Exercise description
Render every line of the records below as a Markdown table with two columns, "No." for the row number and "Line" for the text of that line, skipping any blank lines.
— start Dataset entries —
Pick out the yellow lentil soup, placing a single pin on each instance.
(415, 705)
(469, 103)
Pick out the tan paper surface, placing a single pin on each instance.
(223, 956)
— end Dataset entries —
Result for this exercise
| No. | Line |
|---|---|
| 1 | Pick out the yellow lentil soup, placing a single pin on each instance. |
| 2 | (415, 705) |
| 3 | (469, 103) |
| 4 | Pick out the tan paper surface, placing a single pin on each instance. |
| 5 | (223, 956) |